* **EXERCISE REQUIREMENTS**
Repeat the lines of the data exactly, from the first one through the one that contains "Label a point on each instance of the red".

◆ ◆ ◆

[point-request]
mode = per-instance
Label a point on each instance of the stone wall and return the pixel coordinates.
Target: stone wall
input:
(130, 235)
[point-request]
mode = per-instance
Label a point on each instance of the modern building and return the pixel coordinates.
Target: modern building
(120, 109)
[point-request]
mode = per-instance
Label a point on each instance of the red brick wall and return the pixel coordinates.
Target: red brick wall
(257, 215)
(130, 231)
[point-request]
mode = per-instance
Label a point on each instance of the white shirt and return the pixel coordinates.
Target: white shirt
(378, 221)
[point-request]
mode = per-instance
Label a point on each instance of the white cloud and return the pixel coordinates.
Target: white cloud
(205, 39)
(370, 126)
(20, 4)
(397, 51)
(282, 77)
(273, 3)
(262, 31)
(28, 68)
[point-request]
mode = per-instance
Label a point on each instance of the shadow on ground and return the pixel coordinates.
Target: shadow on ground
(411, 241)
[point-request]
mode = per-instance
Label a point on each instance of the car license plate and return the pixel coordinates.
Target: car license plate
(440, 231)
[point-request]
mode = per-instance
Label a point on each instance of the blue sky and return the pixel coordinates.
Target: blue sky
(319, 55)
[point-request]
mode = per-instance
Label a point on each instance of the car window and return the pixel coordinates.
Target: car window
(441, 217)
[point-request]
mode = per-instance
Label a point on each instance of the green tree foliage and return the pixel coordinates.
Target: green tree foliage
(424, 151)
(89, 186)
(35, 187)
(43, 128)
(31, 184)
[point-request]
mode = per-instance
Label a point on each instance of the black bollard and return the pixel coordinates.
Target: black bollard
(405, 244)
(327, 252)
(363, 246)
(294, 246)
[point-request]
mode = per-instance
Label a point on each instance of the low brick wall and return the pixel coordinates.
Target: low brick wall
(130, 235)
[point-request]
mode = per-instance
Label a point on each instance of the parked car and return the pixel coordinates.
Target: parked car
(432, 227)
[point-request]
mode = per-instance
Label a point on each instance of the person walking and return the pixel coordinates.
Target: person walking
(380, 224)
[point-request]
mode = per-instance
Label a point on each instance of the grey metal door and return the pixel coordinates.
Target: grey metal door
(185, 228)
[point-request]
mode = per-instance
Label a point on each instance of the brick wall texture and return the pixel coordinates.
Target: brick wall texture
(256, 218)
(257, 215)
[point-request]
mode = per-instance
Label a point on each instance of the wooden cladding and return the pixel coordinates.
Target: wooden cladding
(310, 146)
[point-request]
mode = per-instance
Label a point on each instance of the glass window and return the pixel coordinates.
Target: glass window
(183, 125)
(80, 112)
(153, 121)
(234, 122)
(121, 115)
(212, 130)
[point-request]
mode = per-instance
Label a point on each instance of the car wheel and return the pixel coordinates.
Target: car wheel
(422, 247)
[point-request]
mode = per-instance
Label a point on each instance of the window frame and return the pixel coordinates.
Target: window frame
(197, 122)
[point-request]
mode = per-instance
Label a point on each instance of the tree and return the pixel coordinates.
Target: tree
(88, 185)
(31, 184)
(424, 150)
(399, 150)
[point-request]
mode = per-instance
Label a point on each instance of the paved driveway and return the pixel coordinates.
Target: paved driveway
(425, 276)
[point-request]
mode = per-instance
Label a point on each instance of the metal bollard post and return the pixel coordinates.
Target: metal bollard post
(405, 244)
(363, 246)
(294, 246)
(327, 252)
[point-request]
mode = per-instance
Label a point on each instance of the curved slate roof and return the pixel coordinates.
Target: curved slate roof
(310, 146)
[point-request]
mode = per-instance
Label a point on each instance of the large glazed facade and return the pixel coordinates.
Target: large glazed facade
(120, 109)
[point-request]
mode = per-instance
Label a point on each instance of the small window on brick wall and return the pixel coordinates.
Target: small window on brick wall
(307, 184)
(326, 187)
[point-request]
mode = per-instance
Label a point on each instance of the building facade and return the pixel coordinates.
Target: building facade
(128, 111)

◆ ◆ ◆

* **ANSWER TO THIS PROBLEM**
[point-request]
mode = per-instance
Label a point on each instance of the stone wall and return the pixel coordinates.
Target: stone wall
input:
(130, 235)
[point-request]
mode = per-instance
Label a point on each instance of the modern building and return the pixel coordinates.
Target: modern building
(120, 109)
[point-request]
mode = per-instance
Label a point on each instance of the red brick wall and return the pixel coordinates.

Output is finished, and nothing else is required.